§ Texte donné
La vengeance m'appartient, Marie Ndiaye, Gallimard
Il est toujours très triste de ne pas « entendre » un livre, de n'en rien comprendre, ni l'histoire, ni le propos, ni d'ailleurs le titre. Pourtant, j'avais beaucoup aimé « Trois femmes puissantes » de Marie Ndiaye, qui avait été récompensé par un grand Prix Goncourt.
Et l'histoire de celui-ci pouvait me « parler » : une avocate, issue d'un milieu modeste, s'installe dans les beaux quartiers de Bordeaux et se trouve sollicitée par M. Principaux, époux « grande famille » d'une femme qui vient de noyer ses trois enfants dans la baignoire. Etonnée qu'on la choisisse, elle, pour une affaire aussi médiatique, son trouble s'accroît à la vue de cet homme qu'elle croit reconnaître comme étant le fils de famille chez laquelle sa mère faisait jadis le repassage, qui l'avait tant éblouie, ou ravie, alors qu'elle avait dix ans et lui quatorze, tous deux enfermés dans sa chambre.
Cette avocate, Me Suzanne, tente de se remémorer la scène : dans cette chambre que s'était-il passé ? Mais son interlocuteur affirme ne l'avoir jamais rencontrée et, sa mère, Mme Suzanne prétend ne pas se souvenir du nom de cette maison qui l'employait jadis tandis que M. Suzanne, le père, ne veut plus entendre parler de cette histoire....
Me Suzanne emploie aussi, désormais, ou à son tour, une femme de ménage, Sharon, une Mauricienne sans papier qu'elle paie à la journée, et dont elle souhaite régulariser la situation, avant de s'apercevoir, navrée et culpabilisée de l'être, que Sharon profite de ses absences pour aller faire le ménage ailleurs.
Me Suzanne a enfin un ex, père d'une petite fille, à laquelle elle s'accroche comme si c'était la sienne.

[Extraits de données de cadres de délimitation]

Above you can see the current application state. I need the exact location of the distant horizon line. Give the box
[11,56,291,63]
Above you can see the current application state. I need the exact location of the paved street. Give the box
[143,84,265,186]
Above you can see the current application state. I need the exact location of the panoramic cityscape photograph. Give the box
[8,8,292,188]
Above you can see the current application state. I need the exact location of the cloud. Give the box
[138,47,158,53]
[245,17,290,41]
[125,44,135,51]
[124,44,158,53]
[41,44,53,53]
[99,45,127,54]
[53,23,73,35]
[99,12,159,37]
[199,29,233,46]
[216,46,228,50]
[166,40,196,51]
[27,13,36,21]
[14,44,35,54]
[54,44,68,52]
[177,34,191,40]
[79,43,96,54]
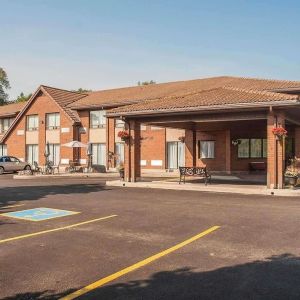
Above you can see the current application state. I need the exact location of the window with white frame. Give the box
[49,144,60,166]
[0,144,7,156]
[92,144,106,166]
[115,143,125,165]
[115,119,125,128]
[26,144,39,165]
[238,138,267,158]
[26,115,39,131]
[0,118,14,133]
[198,141,216,158]
[90,110,106,128]
[46,113,60,130]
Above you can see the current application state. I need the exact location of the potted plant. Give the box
[284,158,300,186]
[117,162,125,180]
[118,130,130,142]
[272,126,287,141]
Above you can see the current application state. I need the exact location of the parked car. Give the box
[0,156,31,174]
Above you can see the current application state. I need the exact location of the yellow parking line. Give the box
[61,226,220,300]
[0,215,117,244]
[0,204,25,209]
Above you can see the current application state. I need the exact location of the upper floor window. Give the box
[116,119,125,128]
[46,113,60,130]
[27,115,39,131]
[0,118,14,133]
[90,110,106,128]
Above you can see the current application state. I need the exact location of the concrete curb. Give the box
[106,180,300,197]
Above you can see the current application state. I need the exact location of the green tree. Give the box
[15,92,32,102]
[138,80,156,85]
[0,67,10,105]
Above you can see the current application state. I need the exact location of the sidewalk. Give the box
[106,180,300,197]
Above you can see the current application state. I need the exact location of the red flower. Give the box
[118,130,129,140]
[272,127,287,137]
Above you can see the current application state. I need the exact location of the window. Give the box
[26,145,39,165]
[46,113,60,130]
[198,141,215,158]
[27,115,39,131]
[90,110,106,128]
[115,143,124,165]
[92,144,106,166]
[116,119,125,128]
[0,118,14,133]
[238,139,267,158]
[0,144,7,156]
[49,144,60,166]
[167,142,185,169]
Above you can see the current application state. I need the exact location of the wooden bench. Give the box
[179,167,211,185]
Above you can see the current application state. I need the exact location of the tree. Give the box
[73,88,92,94]
[0,67,10,105]
[15,92,32,103]
[138,80,156,85]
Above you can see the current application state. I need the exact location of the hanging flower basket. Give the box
[118,130,130,142]
[272,127,287,140]
[178,136,185,143]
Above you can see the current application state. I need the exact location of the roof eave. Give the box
[107,100,300,117]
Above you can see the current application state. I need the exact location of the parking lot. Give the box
[0,175,300,299]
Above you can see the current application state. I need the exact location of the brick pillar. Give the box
[225,129,231,174]
[106,118,115,169]
[185,130,197,167]
[295,126,300,158]
[124,121,141,182]
[267,113,285,189]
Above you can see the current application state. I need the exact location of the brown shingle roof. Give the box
[41,85,87,122]
[69,76,300,109]
[0,102,26,117]
[108,87,299,115]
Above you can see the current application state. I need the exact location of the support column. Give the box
[106,118,115,170]
[124,121,141,182]
[295,126,300,158]
[225,129,231,174]
[185,130,197,167]
[267,112,285,189]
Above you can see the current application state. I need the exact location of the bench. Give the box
[179,167,211,185]
[249,161,267,171]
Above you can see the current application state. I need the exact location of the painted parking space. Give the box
[1,207,79,222]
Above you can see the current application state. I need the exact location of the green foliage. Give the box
[73,88,92,94]
[0,67,10,105]
[15,92,32,103]
[138,80,156,85]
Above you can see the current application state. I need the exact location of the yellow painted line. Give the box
[0,215,117,244]
[0,204,25,209]
[61,226,220,300]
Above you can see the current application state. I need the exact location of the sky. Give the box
[0,0,300,100]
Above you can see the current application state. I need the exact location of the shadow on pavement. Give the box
[4,254,300,300]
[0,184,108,207]
[80,254,300,300]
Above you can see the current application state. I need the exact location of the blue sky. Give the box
[0,0,300,99]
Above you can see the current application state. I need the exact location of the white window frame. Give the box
[46,113,60,130]
[90,110,106,128]
[0,144,7,156]
[26,115,39,131]
[198,140,216,159]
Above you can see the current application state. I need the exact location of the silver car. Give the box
[0,156,31,174]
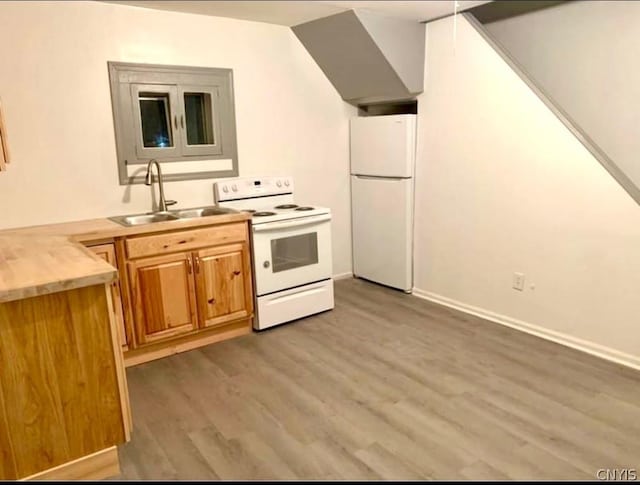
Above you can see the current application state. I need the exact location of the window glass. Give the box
[184,93,215,145]
[139,93,173,148]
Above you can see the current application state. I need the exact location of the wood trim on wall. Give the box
[0,96,11,172]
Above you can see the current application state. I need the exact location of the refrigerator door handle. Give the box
[353,174,411,180]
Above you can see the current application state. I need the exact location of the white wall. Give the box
[486,1,640,198]
[0,2,356,273]
[415,17,640,365]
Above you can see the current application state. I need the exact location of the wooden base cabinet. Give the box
[127,253,198,344]
[194,243,253,328]
[89,244,129,350]
[123,223,253,364]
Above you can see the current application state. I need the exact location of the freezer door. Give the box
[350,114,416,177]
[351,176,413,291]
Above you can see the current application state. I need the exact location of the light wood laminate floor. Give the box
[118,279,640,480]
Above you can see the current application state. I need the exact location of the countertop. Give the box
[0,212,251,303]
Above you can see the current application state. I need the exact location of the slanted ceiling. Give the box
[292,10,425,105]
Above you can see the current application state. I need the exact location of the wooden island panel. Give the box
[0,284,128,480]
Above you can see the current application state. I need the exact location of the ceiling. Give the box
[101,0,488,27]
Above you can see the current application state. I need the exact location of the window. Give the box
[109,62,238,185]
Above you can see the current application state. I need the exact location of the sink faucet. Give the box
[144,158,177,212]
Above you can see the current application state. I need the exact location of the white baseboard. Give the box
[333,271,353,281]
[413,288,640,370]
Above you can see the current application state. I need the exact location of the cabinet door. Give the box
[131,84,184,159]
[178,86,222,156]
[194,243,253,327]
[128,253,197,344]
[89,244,129,350]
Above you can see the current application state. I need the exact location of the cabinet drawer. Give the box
[126,222,247,258]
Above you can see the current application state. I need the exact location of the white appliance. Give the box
[214,177,334,330]
[350,114,416,293]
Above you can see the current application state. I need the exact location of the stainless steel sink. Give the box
[171,206,238,219]
[110,212,180,226]
[109,206,238,226]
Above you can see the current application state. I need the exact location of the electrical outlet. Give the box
[513,273,524,291]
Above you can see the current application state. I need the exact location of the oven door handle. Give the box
[252,214,331,232]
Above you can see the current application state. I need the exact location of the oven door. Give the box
[252,214,332,296]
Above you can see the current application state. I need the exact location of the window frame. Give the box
[107,61,238,185]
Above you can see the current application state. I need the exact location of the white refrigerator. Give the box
[350,114,416,293]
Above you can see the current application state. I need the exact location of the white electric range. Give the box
[214,177,334,330]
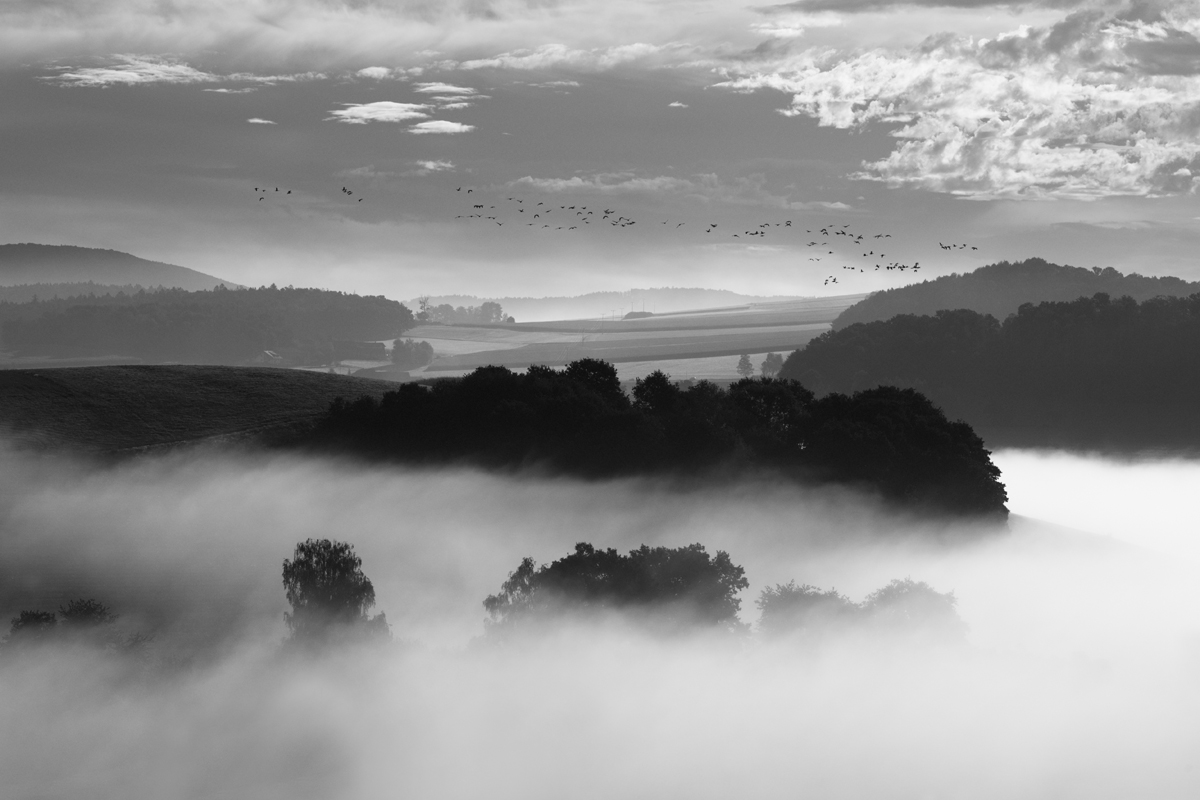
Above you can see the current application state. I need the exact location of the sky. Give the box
[7,0,1200,300]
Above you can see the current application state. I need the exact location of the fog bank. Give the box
[0,451,1200,800]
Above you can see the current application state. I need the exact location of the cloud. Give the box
[455,42,691,71]
[408,120,475,133]
[325,100,430,125]
[719,11,1200,199]
[416,161,454,173]
[509,173,695,194]
[47,55,222,86]
[354,67,392,80]
[44,55,325,88]
[413,83,478,95]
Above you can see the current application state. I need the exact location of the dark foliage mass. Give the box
[484,542,749,631]
[781,294,1200,450]
[755,578,966,642]
[313,359,1007,515]
[0,597,154,652]
[833,258,1200,331]
[416,297,515,325]
[391,339,433,369]
[0,285,414,365]
[283,539,389,645]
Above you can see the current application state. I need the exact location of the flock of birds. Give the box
[254,186,365,203]
[455,186,979,285]
[254,186,979,285]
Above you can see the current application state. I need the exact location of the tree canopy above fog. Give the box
[780,294,1200,450]
[484,542,749,630]
[313,359,1007,515]
[833,258,1200,331]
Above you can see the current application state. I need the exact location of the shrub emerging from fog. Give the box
[755,581,860,636]
[313,359,1007,516]
[283,539,389,646]
[2,599,154,651]
[755,578,966,640]
[484,542,749,631]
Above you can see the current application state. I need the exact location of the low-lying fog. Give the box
[0,452,1200,800]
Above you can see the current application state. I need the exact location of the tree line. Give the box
[780,293,1200,450]
[833,258,1200,331]
[308,359,1007,516]
[416,297,516,325]
[0,539,966,655]
[0,284,415,365]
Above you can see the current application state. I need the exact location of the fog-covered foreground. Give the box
[0,452,1200,799]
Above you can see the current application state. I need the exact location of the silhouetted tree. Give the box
[760,353,784,378]
[863,578,966,639]
[755,581,860,636]
[756,578,966,642]
[484,542,749,631]
[738,353,754,378]
[283,539,388,644]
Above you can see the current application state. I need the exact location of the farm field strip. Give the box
[426,325,828,372]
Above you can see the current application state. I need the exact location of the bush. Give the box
[484,542,749,631]
[283,539,389,645]
[755,578,966,642]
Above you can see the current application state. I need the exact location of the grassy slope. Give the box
[0,366,391,452]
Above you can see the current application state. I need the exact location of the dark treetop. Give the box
[313,359,1007,515]
[833,258,1200,330]
[780,294,1200,451]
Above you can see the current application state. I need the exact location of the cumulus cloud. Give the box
[46,55,325,88]
[408,120,475,133]
[48,55,222,86]
[354,67,392,80]
[719,11,1200,199]
[413,83,476,95]
[456,42,691,70]
[510,173,696,194]
[325,100,430,125]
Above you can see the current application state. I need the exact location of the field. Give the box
[393,295,863,380]
[0,366,389,453]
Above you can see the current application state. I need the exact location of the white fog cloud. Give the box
[408,120,475,133]
[325,100,430,125]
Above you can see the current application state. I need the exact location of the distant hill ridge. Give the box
[406,287,802,323]
[0,243,240,296]
[833,258,1200,331]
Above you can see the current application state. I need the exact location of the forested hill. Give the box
[0,243,238,291]
[780,294,1200,452]
[833,258,1200,330]
[0,285,414,365]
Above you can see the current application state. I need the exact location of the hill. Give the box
[0,285,413,366]
[780,294,1200,453]
[833,258,1200,331]
[0,243,239,291]
[409,288,800,323]
[0,366,386,453]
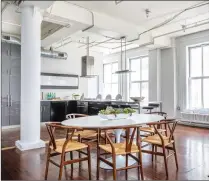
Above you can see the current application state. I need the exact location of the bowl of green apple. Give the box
[98,107,135,120]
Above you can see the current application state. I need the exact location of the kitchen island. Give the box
[41,100,137,122]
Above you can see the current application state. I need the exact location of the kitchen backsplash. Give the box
[41,89,85,100]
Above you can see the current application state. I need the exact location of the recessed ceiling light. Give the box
[115,1,122,5]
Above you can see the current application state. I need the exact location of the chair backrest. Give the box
[96,94,102,100]
[148,111,167,119]
[66,113,88,119]
[45,122,81,150]
[147,119,178,142]
[101,126,141,153]
[105,94,112,100]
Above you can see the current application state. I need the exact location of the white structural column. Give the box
[16,6,45,151]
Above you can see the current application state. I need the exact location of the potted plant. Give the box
[98,107,135,120]
[72,93,80,100]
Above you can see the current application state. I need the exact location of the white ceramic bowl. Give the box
[117,113,130,119]
[98,113,116,119]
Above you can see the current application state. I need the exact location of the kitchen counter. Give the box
[41,100,137,122]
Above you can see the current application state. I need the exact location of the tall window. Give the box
[129,56,149,101]
[104,62,118,99]
[188,44,209,108]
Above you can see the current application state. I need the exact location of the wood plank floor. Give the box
[1,125,209,180]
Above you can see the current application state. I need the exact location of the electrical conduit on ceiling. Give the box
[1,35,68,60]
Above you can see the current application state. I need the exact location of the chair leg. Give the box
[44,148,51,180]
[112,154,117,180]
[155,145,157,160]
[162,146,168,179]
[97,145,100,180]
[78,135,81,170]
[173,143,179,170]
[125,154,128,180]
[87,145,91,180]
[70,151,73,180]
[58,153,65,180]
[152,145,155,162]
[138,152,144,180]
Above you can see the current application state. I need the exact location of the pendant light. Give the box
[114,37,134,74]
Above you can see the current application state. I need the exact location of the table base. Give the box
[100,155,136,170]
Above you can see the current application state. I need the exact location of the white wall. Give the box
[160,48,175,117]
[41,43,103,97]
[149,30,209,117]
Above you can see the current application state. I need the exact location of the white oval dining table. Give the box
[62,114,164,169]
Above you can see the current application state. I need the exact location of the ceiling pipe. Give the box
[128,2,209,42]
[65,1,94,32]
[107,21,209,55]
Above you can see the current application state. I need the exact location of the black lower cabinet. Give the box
[51,101,67,122]
[41,101,51,122]
[77,101,89,115]
[66,100,78,114]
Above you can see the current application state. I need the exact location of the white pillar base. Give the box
[15,140,46,151]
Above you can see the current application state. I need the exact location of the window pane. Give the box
[190,79,202,108]
[104,84,111,96]
[111,84,118,99]
[112,63,118,82]
[131,59,140,81]
[104,64,112,83]
[130,83,140,97]
[203,46,209,76]
[141,57,149,80]
[190,47,202,77]
[203,79,209,108]
[141,82,149,101]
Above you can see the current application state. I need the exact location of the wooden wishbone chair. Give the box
[142,119,178,178]
[45,122,91,180]
[66,113,97,142]
[97,126,144,180]
[66,113,112,144]
[140,112,167,136]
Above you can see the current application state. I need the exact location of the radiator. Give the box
[181,112,209,124]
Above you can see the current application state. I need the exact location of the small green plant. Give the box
[99,107,136,115]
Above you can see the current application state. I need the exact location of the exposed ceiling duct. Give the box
[1,35,68,60]
[115,37,133,74]
[81,37,97,78]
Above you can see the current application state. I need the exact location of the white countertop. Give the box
[62,114,164,128]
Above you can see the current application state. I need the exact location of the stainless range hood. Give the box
[81,37,97,78]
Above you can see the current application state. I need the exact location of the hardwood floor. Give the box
[1,125,209,180]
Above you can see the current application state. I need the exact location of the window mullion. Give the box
[201,45,204,107]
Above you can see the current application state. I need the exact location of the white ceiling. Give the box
[70,1,209,26]
[2,1,209,53]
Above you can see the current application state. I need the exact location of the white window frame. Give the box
[128,55,149,101]
[187,42,209,109]
[103,61,119,96]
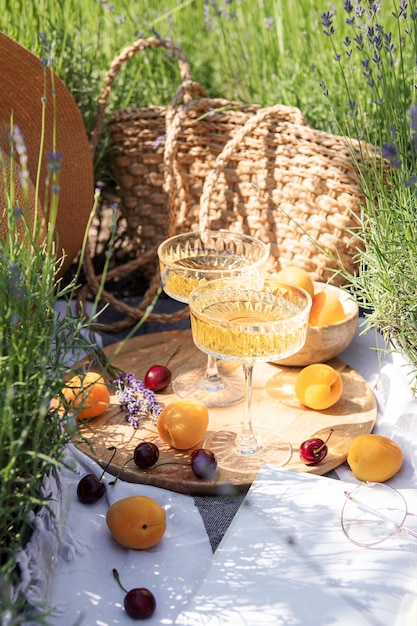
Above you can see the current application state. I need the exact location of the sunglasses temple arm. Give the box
[344,491,417,538]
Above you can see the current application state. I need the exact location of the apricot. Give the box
[295,363,343,411]
[274,265,314,297]
[156,398,209,450]
[62,372,110,420]
[347,434,403,483]
[106,496,166,550]
[308,290,346,326]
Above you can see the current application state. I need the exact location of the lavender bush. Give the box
[321,0,417,389]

§ Vos consignes
Recopiez intégralement, s'il vous plaît, la critique du roman donnée plus haut, sans en changer un mot.

§ Résultat de l'exercice
La vengeance m'appartient, Marie Ndiaye, Gallimard
Il est toujours très triste de ne pas « entendre » un livre, de n'en rien comprendre, ni l'histoire, ni le propos, ni d'ailleurs le titre. Pourtant, j'avais beaucoup aimé « Trois femmes puissantes » de Marie Ndiaye, qui avait été récompensé par un grand Prix Goncourt.
Et l'histoire de celui-ci pouvait me « parler » : une avocate, issue d'un milieu modeste, s'installe dans les beaux quartiers de Bordeaux et se trouve sollicitée par M. Principaux, époux « grande famille » d'une femme qui vient de noyer ses trois enfants dans la baignoire. Etonnée qu'on la choisisse, elle, pour une affaire aussi médiatique, son trouble s'accroît à la vue de cet homme qu'elle croit reconnaître comme étant le fils de famille chez laquelle sa mère faisait jadis le repassage, qui l'avait tant éblouie, ou ravie, alors qu'elle avait dix ans et lui quatorze, tous deux enfermés dans sa chambre.
Cette avocate, Me Suzanne, tente de se remémorer la scène : dans cette chambre que s'était-il passé ? Mais son interlocuteur affirme ne l'avoir jamais rencontrée et, sa mère, Mme Suzanne prétend ne pas se souvenir du nom de cette maison qui l'employait jadis tandis que M. Suzanne, le père, ne veut plus entendre parler de cette histoire....
Me Suzanne emploie aussi, désormais, ou à son tour, une femme de ménage, Sharon, une Mauricienne sans papier qu'elle paie à la journée, et dont elle souhaite régulariser la situation, avant de s'apercevoir, navrée et culpabilisée de l'être, que Sharon profite de ses absences pour aller faire le ménage ailleurs.
Me Suzanne a enfin un ex, père d'une petite fille, à laquelle elle s'accroche comme si c'était la sienne.